# PROMPT:
Print the data that follows word for word, leaving out any picture.

————

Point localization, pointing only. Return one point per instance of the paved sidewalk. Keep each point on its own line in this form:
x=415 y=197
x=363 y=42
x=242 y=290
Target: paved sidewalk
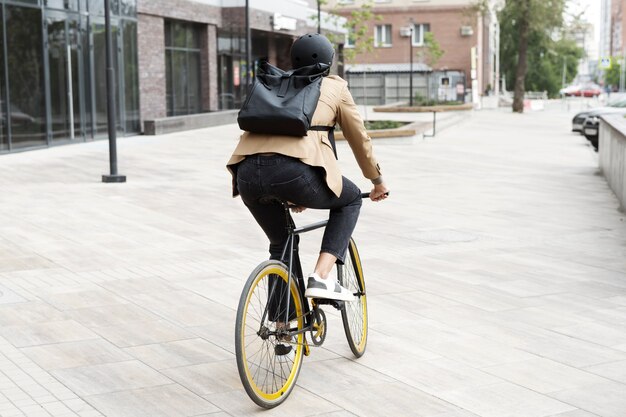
x=496 y=275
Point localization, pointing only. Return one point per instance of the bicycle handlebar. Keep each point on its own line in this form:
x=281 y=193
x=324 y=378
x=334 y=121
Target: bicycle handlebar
x=367 y=195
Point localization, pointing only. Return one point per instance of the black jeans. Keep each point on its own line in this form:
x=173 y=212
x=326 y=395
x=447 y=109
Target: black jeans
x=260 y=178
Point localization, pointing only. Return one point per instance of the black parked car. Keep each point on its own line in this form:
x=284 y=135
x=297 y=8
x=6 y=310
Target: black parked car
x=591 y=125
x=579 y=119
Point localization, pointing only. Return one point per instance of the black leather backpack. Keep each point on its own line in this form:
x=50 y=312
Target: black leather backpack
x=282 y=102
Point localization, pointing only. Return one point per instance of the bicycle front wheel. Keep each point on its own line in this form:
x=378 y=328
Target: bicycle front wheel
x=354 y=313
x=268 y=344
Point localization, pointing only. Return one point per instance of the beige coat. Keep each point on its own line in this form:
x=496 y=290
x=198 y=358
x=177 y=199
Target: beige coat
x=334 y=106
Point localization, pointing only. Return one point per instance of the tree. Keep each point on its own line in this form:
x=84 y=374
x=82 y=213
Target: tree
x=612 y=74
x=530 y=33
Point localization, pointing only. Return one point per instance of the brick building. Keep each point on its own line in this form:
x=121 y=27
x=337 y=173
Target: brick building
x=468 y=38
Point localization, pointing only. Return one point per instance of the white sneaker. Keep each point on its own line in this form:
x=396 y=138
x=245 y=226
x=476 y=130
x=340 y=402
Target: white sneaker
x=326 y=288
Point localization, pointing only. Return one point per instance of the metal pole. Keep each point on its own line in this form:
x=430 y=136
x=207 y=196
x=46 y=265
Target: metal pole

————

# OUTPUT:
Point localization, pointing only. Return one point per instance of the paved sidewalk. Keep each point on its own line in this form:
x=415 y=197
x=363 y=42
x=242 y=290
Target: paved sidewalk
x=496 y=275
Point localization, pointing only. Return one point per instance of the bicycle handlebar. Keep each point on its own line in this form:
x=281 y=193
x=324 y=378
x=334 y=121
Target: bicycle handlebar
x=367 y=195
Point localization, pointing only. Return one point per instance of the black jeans. Keep each point on its own line in this form:
x=173 y=212
x=326 y=395
x=447 y=109
Target: black jeans
x=260 y=178
Point localization, pointing only. Return one point per instance of the black parked car. Keep each point on its own line in this form:
x=284 y=135
x=297 y=8
x=6 y=310
Target: black parked car
x=591 y=125
x=579 y=119
Point localization, pointing only. Return one point per instance of the black leather backpack. Keep each point on its own line in this form:
x=50 y=312
Target: black leather backpack
x=282 y=102
Point localization, pointing only. Return one point per instance of the bicycle front wheel. Keep each point on its own line in this form:
x=378 y=328
Target: bicycle front wheel
x=354 y=313
x=268 y=344
Point localization, pointing only. Return one point per instance of the beige coat. Keep each point on its own line in this form:
x=496 y=290
x=198 y=358
x=177 y=199
Target: beige coat
x=334 y=106
Point localization, pointing only. Return one point per instance of the tree. Keep each point on its own line in this form:
x=84 y=374
x=82 y=213
Target: tree
x=612 y=74
x=530 y=33
Point localization, pointing only. Return one point per instance of the brick building. Keep each point on its own line in this form:
x=121 y=27
x=337 y=173
Target: brick building
x=468 y=38
Point localization, pointing only. Return one point per instance of the white sneaker. Keep each point on its own line in this form:
x=396 y=138
x=245 y=226
x=476 y=130
x=340 y=402
Target: white sneaker
x=326 y=288
Point localization, pointing only. Return one point per instance of the metal pole. Keep each point on its own line in this form:
x=430 y=136
x=207 y=196
x=46 y=265
Target: metal pole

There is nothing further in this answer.